Records to use:

Start of Block

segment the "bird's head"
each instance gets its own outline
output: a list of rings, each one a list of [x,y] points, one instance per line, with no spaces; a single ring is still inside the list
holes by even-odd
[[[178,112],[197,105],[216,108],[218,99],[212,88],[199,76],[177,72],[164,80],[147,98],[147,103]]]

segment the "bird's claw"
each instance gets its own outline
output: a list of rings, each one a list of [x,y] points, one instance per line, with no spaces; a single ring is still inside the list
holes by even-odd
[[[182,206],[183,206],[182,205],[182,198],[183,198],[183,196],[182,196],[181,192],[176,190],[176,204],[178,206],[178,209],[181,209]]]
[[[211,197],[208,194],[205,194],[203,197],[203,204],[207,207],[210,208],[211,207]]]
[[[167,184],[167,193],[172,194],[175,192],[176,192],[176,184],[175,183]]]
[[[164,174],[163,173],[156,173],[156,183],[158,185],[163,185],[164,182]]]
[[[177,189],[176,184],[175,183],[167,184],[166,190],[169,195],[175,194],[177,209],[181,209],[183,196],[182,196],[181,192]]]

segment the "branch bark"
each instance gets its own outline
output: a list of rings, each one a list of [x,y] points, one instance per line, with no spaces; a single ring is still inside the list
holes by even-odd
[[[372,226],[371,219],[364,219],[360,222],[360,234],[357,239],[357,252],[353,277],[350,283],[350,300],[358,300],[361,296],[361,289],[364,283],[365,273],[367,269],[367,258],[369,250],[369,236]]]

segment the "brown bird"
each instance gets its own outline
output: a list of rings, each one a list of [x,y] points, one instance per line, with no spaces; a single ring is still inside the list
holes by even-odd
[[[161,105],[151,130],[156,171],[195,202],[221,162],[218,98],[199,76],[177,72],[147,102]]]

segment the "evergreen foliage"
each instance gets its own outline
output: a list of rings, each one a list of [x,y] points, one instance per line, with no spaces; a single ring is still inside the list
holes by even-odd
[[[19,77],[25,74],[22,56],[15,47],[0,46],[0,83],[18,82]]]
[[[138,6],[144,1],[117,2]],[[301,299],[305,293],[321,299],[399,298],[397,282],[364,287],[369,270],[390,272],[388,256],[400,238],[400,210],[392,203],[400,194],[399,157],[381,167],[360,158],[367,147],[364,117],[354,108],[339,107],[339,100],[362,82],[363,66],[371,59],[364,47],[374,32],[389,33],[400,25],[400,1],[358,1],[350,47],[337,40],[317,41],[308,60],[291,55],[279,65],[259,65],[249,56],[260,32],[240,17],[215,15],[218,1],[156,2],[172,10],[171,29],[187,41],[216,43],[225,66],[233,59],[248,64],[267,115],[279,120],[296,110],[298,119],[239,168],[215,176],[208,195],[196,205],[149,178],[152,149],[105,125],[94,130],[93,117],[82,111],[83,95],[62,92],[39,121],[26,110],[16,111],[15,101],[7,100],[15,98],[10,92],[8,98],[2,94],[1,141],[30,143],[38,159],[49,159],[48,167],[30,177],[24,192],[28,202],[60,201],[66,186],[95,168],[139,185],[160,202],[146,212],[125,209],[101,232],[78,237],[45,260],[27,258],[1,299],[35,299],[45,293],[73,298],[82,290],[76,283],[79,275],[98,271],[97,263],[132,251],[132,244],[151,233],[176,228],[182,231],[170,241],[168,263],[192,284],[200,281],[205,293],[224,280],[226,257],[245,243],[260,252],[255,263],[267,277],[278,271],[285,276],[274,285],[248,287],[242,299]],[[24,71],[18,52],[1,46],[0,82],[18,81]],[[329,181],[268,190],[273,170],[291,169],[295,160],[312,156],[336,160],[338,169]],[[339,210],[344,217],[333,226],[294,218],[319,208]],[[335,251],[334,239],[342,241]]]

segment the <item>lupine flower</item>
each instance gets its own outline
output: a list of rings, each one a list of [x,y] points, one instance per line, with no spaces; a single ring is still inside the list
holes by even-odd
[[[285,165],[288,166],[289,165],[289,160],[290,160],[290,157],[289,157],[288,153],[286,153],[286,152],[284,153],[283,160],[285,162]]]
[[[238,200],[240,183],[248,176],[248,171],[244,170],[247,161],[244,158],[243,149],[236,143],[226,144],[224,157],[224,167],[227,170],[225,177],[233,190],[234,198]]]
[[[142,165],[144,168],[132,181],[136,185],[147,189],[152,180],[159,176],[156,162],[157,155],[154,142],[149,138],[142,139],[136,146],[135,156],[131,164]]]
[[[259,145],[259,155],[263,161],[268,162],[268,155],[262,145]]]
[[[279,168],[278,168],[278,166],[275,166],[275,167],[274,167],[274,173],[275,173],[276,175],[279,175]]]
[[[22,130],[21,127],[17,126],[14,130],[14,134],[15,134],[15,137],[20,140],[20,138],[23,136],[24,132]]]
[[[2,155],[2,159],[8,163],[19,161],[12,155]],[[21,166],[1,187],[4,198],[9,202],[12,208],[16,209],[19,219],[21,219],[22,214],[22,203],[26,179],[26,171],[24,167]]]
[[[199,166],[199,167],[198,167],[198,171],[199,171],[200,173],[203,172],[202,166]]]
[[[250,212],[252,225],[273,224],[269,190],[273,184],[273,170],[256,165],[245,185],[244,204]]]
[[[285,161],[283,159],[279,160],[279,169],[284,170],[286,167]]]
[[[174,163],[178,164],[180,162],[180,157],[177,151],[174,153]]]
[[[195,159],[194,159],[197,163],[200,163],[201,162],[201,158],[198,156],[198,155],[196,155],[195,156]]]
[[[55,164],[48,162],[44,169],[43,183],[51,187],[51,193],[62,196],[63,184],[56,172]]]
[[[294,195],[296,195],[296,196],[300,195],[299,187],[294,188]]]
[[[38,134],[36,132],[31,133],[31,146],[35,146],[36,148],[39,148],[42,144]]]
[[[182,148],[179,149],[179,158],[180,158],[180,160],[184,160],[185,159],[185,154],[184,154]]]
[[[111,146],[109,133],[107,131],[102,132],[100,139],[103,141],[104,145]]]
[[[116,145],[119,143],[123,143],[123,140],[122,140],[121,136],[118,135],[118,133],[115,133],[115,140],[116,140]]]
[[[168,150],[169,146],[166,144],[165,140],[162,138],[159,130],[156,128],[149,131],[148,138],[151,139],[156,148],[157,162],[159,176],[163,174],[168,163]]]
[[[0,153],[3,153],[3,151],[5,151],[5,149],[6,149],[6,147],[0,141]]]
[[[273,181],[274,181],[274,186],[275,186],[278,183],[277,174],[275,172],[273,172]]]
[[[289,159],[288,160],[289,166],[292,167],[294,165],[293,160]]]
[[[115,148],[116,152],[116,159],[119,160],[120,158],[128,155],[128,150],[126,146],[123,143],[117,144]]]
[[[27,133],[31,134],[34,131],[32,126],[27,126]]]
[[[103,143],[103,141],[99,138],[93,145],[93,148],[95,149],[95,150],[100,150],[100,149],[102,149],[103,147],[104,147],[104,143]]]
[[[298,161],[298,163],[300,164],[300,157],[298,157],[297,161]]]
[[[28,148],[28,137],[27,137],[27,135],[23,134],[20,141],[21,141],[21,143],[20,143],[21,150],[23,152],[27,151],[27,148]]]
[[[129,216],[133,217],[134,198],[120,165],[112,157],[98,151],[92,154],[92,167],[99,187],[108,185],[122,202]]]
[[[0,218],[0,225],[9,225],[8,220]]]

End of Block

Task: From the entries above, show each line that includes the string "segment".

Written reply:
segment the "bird's head"
segment the "bird's claw"
segment the "branch bark"
segment the "brown bird"
segment the "evergreen foliage"
segment the <item>lupine flower</item>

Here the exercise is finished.